◆ **WORK TO DO**: Without the images, write out all of the following entries exactly.
########################################
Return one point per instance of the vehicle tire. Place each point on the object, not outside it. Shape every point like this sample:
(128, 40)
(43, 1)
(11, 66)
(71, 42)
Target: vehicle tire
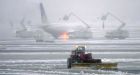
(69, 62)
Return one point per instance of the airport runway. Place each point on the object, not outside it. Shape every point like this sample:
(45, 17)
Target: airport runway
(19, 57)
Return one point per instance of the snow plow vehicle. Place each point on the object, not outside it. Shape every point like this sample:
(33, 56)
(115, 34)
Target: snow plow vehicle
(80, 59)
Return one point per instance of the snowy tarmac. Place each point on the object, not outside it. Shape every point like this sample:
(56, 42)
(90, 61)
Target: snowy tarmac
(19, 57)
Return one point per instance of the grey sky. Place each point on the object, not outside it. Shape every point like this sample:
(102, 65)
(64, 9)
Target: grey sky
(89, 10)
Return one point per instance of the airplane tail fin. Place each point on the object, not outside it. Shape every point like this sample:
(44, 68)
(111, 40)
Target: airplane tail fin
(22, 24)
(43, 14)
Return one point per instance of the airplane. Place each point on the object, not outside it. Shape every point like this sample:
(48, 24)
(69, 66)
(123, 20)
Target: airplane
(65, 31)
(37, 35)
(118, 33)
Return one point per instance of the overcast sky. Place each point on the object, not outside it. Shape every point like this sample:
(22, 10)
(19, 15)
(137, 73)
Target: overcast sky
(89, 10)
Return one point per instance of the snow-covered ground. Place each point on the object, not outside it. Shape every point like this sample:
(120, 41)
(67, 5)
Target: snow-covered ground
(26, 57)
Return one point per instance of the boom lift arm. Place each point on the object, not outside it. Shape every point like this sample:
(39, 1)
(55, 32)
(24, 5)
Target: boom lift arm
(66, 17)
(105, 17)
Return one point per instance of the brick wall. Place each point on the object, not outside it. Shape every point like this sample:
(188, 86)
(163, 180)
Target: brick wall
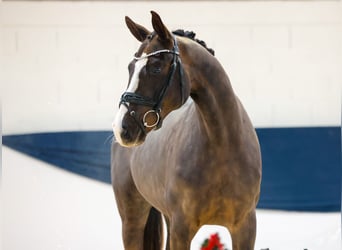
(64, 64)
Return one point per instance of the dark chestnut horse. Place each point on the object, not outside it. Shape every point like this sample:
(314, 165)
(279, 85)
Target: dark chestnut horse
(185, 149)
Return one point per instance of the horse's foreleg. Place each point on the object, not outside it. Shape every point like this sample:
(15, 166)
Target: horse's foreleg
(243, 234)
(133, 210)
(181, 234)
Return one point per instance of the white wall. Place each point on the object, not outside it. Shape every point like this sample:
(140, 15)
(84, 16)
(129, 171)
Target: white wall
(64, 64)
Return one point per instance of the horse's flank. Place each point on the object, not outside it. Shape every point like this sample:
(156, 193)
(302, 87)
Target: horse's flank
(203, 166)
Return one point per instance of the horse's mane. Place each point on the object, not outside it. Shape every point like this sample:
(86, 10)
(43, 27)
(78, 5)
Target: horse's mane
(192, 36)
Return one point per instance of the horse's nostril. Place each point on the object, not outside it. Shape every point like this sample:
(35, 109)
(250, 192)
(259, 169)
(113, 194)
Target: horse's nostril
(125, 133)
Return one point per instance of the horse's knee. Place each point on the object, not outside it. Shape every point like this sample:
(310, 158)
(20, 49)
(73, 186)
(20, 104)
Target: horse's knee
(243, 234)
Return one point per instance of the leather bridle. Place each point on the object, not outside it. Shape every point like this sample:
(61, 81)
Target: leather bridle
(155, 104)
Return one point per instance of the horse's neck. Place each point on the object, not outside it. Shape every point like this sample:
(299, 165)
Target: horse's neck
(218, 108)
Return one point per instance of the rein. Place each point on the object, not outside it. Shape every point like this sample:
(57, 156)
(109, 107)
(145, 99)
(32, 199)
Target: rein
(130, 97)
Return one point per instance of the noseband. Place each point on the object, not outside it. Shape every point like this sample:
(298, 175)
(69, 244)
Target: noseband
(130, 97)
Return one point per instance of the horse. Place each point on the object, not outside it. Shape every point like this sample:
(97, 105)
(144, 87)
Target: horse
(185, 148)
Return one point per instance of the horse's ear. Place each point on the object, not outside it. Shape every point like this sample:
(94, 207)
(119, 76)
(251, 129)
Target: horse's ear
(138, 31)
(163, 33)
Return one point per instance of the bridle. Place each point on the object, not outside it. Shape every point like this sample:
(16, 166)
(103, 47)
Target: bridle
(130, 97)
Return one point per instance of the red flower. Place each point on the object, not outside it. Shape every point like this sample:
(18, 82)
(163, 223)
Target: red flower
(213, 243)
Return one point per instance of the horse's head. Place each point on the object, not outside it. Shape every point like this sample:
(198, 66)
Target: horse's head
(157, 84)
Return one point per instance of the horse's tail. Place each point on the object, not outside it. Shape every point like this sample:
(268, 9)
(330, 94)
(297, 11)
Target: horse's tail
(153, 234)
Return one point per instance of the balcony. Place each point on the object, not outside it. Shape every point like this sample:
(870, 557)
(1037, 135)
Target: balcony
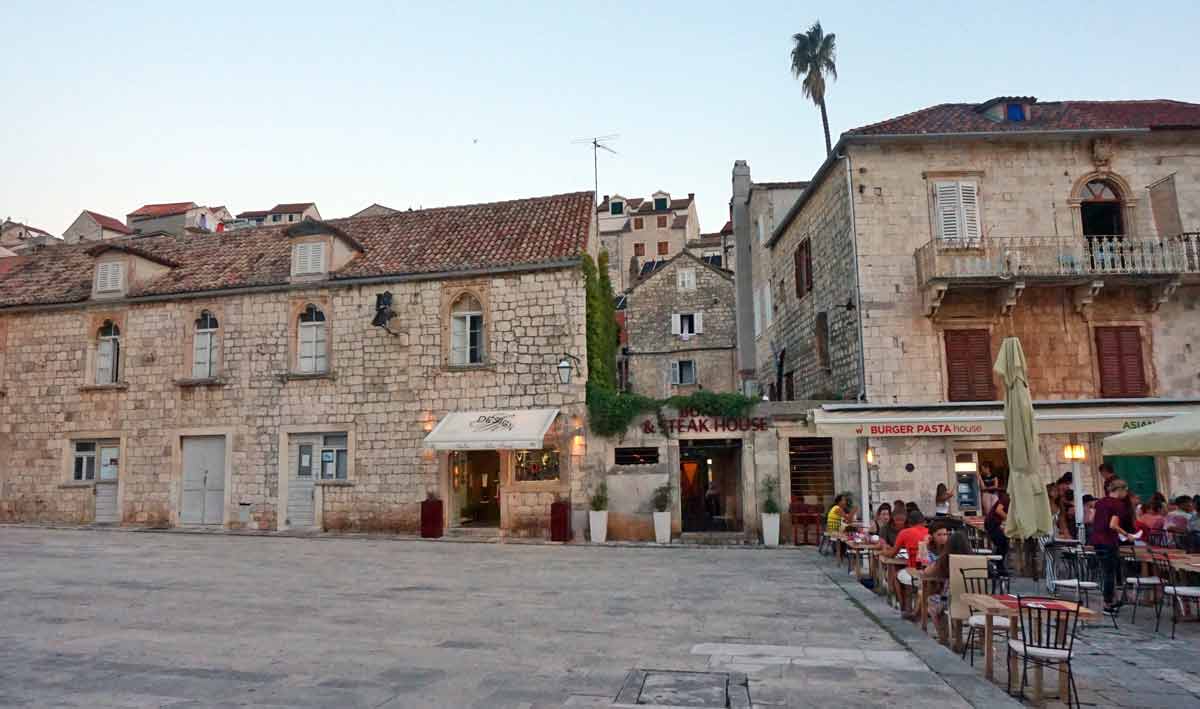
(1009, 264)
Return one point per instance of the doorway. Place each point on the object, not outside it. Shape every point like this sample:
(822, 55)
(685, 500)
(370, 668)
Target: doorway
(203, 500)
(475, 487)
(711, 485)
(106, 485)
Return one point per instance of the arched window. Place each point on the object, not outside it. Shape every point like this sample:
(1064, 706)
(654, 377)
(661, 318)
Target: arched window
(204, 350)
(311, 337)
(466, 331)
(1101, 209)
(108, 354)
########################################
◆ **EXERCISE OUTPUT**:
Return one point per instance of the vehicle tire. Place each point on the object, not outside it. Shape every point like this sample:
(128, 40)
(43, 1)
(11, 66)
(71, 42)
Target: vehicle tire
(69, 62)
Return one point per instance of the airport runway. Place each point on the object, not outside it. Shape every point like this sample:
(45, 17)
Target: airport runway
(19, 57)
Return one point per instance of the snow plow vehicle. Place each point on the object, not outside it. Shape every point like this sample:
(33, 56)
(115, 34)
Target: snow plow vehicle
(80, 59)
Return one point per instance of the snowy tarmac. Place each point on the object, not outside it. Shape every point like this sample:
(56, 42)
(90, 61)
Target: snowy tarmac
(19, 57)
Return one point per instance of the grey sky. Place each point on the object, not outside it. Shape every point like this sample:
(102, 65)
(64, 9)
Target: grey sky
(89, 10)
Return one point per instance of the airplane tail fin. Place each point on the object, not outside it. Shape every point like this sample:
(44, 68)
(111, 40)
Target: airplane tail fin
(22, 24)
(43, 14)
Return one point per instance of the airplane. Place each point on the object, not outside it. Shape every point like this sample:
(48, 24)
(69, 66)
(123, 20)
Target: airplane
(65, 31)
(37, 35)
(118, 33)
Return one point per instance of the overcast sky. Place each point on the object, not outside it. Shape every point like this sample:
(22, 10)
(19, 15)
(137, 73)
Target: overcast sky
(89, 10)
Return one point per instance of the snow-covered ground. Place each point on the object, not outside it. Shape every point like this sample:
(120, 41)
(67, 5)
Target: snow-covered ground
(26, 57)
Return one point per instance of the boom lift arm. Place each point on the object, not outside it. Shape every point like this sample:
(39, 1)
(55, 32)
(24, 5)
Target: boom lift arm
(66, 17)
(105, 17)
Return one point per instance of the brick wall. Place each point on the object, not outside it. Shape every point like this sample:
(188, 86)
(163, 180)
Target: brick wall
(64, 64)
Return one point per instance of the dark chestnut horse. Place each point on the object, not outside it. Shape every point like this sample:
(314, 165)
(279, 85)
Target: dark chestnut horse
(185, 149)
Return one point per instance of the horse's foreleg. Place each point on the object, not outside it. Shape every point like this sample:
(15, 166)
Target: horse's foreleg
(243, 234)
(133, 210)
(181, 234)
Return one point per instance of the white wall. Place each point on the object, not outside it. Shape every point like this sample:
(140, 15)
(84, 16)
(129, 171)
Target: white wall
(64, 64)
Return one point per instance of the horse's flank. Place each point on the object, not outside it. Shape every point like this sample:
(156, 193)
(302, 87)
Target: horse's flank
(203, 166)
Return one point per instance of the horse's mane. Place each point on the object, not outside it. Shape every point like this sample:
(86, 10)
(43, 27)
(78, 5)
Target: horse's mane
(192, 36)
Return one point per instance of the horse's nostril. Place each point on the object, not outside it. Shape every point like this sample:
(35, 109)
(250, 192)
(259, 169)
(113, 194)
Target: horse's nostril
(125, 133)
Return one point per instance of the horse's knee. Place each point on the object, not outside it. Shape every point like this sample:
(310, 158)
(20, 49)
(73, 186)
(20, 104)
Target: horse's knee
(243, 234)
Return one point per instance of the leather bridle. Place each point on the object, not outside it. Shape every point like this sample:
(61, 81)
Target: leather bridle
(155, 104)
Return one point per instance of the horse's neck. Place each point on the object, not outside it. Shape every point like this sample:
(299, 165)
Target: horse's neck
(218, 108)
Return one point per instance of the rein. Place each point on the object, not outside it. Shape every point like this sample:
(57, 156)
(109, 107)
(145, 99)
(32, 199)
Target: rein
(130, 97)
Return one point per instance of the noseband. Place each point on the object, not outside it. Shape every point like this sample:
(298, 175)
(69, 244)
Target: noseband
(130, 97)
Return one point per instance of the horse. Place each point on the object, not outside it. Shape every point like this sample:
(97, 105)
(144, 87)
Target: horse
(185, 148)
Return one point per instance of the horse's ear. Place each point on the object, not outside it. Shape every point like this sample:
(94, 207)
(119, 76)
(251, 129)
Target: horse's ear
(138, 31)
(163, 33)
Return one point per instance of the bridle. Place each point on the object, not outside it. Shape every point like this sample:
(16, 166)
(103, 47)
Target: bridle
(130, 97)
Return one point per instance of the red flower. Place each point on the object, not outside it. Shape every point like this sample:
(18, 82)
(163, 223)
Target: red flower
(213, 243)
Return one point per instance of the horse's head. Place each point on the object, not outside it. Shape every point like this sample:
(198, 66)
Target: horse's head
(157, 84)
Return one point per instance of the horse's tail. Place each point on the object, not outside it. Shape every point like this sample:
(268, 9)
(330, 94)
(297, 11)
Target: horse's tail
(153, 234)
Return one point per instance of the balcony. Place each point on the object, not outside it. Shape every point like this sample:
(870, 557)
(1037, 135)
Target: balcony
(1009, 264)
Return one point per instance of the doorway. Place each point on the object, not outside it. Shape every point like this sample:
(822, 55)
(685, 500)
(370, 668)
Target: doorway
(203, 500)
(475, 487)
(711, 485)
(106, 485)
Return one point per instance of the arched window. Place each point on the object, not outside it. Shape every point like this sample:
(1064, 706)
(654, 377)
(661, 318)
Target: arched window
(204, 350)
(311, 337)
(466, 331)
(1101, 209)
(108, 354)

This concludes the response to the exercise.